### PROBLEM:
Write out the whole listing again, exactly as given.

### PROVIDED DATA:
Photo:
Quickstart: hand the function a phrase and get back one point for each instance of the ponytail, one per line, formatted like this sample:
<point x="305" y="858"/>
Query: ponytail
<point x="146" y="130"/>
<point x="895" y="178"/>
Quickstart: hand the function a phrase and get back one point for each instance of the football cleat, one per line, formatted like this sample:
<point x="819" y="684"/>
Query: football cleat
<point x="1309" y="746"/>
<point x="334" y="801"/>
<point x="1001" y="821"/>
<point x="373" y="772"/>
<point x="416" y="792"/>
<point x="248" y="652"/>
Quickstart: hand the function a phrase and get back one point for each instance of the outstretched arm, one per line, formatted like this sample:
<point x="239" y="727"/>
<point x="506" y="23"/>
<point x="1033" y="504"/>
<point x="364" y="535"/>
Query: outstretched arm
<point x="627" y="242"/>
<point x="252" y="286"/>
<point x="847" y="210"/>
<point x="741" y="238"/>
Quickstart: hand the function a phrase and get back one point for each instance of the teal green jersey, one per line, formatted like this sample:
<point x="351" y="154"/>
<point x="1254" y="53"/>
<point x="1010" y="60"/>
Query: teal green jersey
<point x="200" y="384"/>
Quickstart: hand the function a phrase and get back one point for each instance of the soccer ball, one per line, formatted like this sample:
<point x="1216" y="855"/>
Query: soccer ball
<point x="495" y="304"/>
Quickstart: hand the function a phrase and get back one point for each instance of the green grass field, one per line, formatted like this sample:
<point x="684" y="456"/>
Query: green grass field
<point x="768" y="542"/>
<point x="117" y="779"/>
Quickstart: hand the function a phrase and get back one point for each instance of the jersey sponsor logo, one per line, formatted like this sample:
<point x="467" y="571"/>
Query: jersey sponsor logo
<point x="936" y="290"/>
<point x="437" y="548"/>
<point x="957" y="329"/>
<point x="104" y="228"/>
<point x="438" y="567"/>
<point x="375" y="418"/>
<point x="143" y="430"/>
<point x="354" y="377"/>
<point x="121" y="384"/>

### RESPONSE TO THIS EXERCISE:
Photo:
Quickstart: hand the function a phrase and get back one point for each instance of the ponytail, one per line, formatted like this sample:
<point x="305" y="858"/>
Query: ponytail
<point x="146" y="130"/>
<point x="895" y="178"/>
Quickstart: hand the function a phrase and get back one point for each instance of the football cleat, one per line, formatted like this sample:
<point x="819" y="684"/>
Query: football cleat
<point x="1309" y="746"/>
<point x="334" y="801"/>
<point x="1001" y="821"/>
<point x="373" y="772"/>
<point x="416" y="792"/>
<point x="248" y="652"/>
Quickstart: hand the function a phrase and get back one point for each instance of the outstretched arm, one per line, formatted like this sample:
<point x="239" y="727"/>
<point x="506" y="23"/>
<point x="1033" y="504"/>
<point x="364" y="535"/>
Query: outstretched arm
<point x="627" y="242"/>
<point x="252" y="286"/>
<point x="847" y="210"/>
<point x="741" y="238"/>
Quickstart: hand the function a phrase and get back one point for each instance of the teal green jersey, one per line, formatted like this sample:
<point x="351" y="154"/>
<point x="1254" y="53"/>
<point x="1010" y="60"/>
Query: teal green jersey
<point x="200" y="384"/>
Quickstart: hand the function a phrase and get back one point for each instance of the soccer ball, one per line, formatted like this sample:
<point x="1216" y="855"/>
Query: soccer ball
<point x="495" y="304"/>
Quickstart: hand the function a phrase and get back one point for each instance of the green grass field, one per line, formatted like this sample:
<point x="684" y="456"/>
Query: green grass field
<point x="768" y="542"/>
<point x="117" y="779"/>
Quickstart: hand the function a phrase and get back one point for each instance of the jersey sponsor logo, one per line, formatted like this sample:
<point x="467" y="571"/>
Query: jersey sponsor logo
<point x="936" y="290"/>
<point x="437" y="548"/>
<point x="957" y="329"/>
<point x="104" y="228"/>
<point x="438" y="567"/>
<point x="375" y="418"/>
<point x="143" y="430"/>
<point x="354" y="377"/>
<point x="121" y="384"/>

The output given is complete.